━━ LISTING ━━

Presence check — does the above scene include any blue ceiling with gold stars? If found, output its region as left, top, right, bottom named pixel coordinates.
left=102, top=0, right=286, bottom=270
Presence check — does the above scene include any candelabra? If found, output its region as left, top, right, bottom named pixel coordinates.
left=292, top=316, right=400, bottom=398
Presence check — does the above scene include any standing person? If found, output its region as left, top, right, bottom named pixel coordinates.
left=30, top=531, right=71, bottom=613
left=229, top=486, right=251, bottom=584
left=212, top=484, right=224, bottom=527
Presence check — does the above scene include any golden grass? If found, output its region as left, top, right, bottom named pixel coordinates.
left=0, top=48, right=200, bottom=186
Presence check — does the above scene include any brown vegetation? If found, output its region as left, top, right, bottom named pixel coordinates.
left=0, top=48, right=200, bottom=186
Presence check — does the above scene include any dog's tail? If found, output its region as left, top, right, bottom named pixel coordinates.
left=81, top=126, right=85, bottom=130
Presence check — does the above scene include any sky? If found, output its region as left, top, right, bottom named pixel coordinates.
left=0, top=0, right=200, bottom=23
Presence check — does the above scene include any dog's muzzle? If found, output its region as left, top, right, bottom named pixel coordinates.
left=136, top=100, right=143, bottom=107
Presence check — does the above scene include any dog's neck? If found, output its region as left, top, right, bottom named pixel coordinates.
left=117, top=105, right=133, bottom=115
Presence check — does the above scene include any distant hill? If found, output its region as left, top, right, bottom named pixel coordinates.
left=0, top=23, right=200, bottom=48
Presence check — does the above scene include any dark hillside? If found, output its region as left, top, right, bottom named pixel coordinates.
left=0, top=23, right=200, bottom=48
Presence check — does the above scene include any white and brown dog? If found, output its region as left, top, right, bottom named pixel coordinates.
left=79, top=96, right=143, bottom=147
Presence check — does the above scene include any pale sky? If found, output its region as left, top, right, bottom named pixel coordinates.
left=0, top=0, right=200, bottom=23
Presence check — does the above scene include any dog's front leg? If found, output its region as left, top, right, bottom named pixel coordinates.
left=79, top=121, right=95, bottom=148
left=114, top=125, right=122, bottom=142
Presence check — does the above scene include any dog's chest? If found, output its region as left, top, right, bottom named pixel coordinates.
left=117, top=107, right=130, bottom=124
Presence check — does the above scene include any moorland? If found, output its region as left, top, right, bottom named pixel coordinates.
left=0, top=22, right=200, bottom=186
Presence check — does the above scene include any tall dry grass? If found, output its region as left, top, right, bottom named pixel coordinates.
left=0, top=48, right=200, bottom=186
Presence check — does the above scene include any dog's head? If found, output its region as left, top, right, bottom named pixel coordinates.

━━━

TO DO » Lay out every line of the data above as a numbered list, with blank lines left out.

TASK OUTPUT »
1. Presence check — does the above scene include any blue ceiling with gold stars? If found, output its region as left, top, right, bottom named pixel coordinates.
2. left=102, top=0, right=286, bottom=270
3. Presence check — does the above scene include any candelabra? If found, output its region as left, top, right, bottom named pixel coordinates.
4. left=292, top=316, right=400, bottom=398
5. Presence check — does the above scene include any standing person? If found, output its region as left, top, right, bottom named pixel coordinates.
6. left=30, top=531, right=71, bottom=613
7. left=229, top=486, right=251, bottom=584
8. left=212, top=484, right=224, bottom=527
9. Presence check — does the above scene include any golden grass? If found, output its region as left, top, right, bottom named pixel coordinates.
10. left=0, top=48, right=200, bottom=186
11. Presence check — does the above scene include any brown vegetation? If found, output its region as left, top, right, bottom named pixel coordinates.
12. left=0, top=48, right=200, bottom=186
13. Presence check — does the above scene include any dog's tail? If found, output its region as left, top, right, bottom named pixel coordinates.
14. left=81, top=126, right=85, bottom=130
15. Presence check — does the above scene include any sky? If found, output its region as left, top, right, bottom named pixel coordinates.
16. left=0, top=0, right=200, bottom=23
17. Presence check — does the above scene include any dog's muzzle? If found, output its region as left, top, right, bottom named pixel coordinates.
18. left=136, top=100, right=143, bottom=107
19. Presence check — does the above scene include any dog's neck? If found, output its region as left, top, right, bottom named pixel coordinates.
20. left=117, top=105, right=133, bottom=115
21. Presence check — does the above scene include any distant hill? If found, output its region as left, top, right, bottom named pixel coordinates.
22. left=0, top=23, right=200, bottom=48
23. Presence check — does the above scene include any dark hillside? If found, output its region as left, top, right, bottom named pixel coordinates.
24. left=0, top=23, right=200, bottom=48
25. Presence check — does the above scene include any white and brown dog? If found, output its region as left, top, right, bottom named pixel coordinates.
26. left=79, top=96, right=143, bottom=147
27. Presence check — does the above scene include any pale sky? If found, output its region as left, top, right, bottom named pixel coordinates.
28. left=0, top=0, right=200, bottom=23
29. Presence check — does the above scene include any dog's front leg? If found, output its region as left, top, right, bottom named pixel coordinates.
30. left=79, top=121, right=95, bottom=148
31. left=114, top=125, right=122, bottom=142
32. Presence check — does the above scene include any dog's chest? If found, output its region as left, top, right, bottom named pixel coordinates.
33. left=117, top=107, right=130, bottom=124
34. Presence check — does the above scene include any moorland? If found, output its region as left, top, right, bottom named pixel coordinates.
35. left=0, top=22, right=200, bottom=186
36. Presence check — does the above scene include any tall dry grass? If found, output its region as left, top, right, bottom named pixel coordinates.
37. left=0, top=48, right=200, bottom=186
38. Presence check — does the above scene include any dog's head? If found, output its region as left, top, right, bottom named pixel coordinates.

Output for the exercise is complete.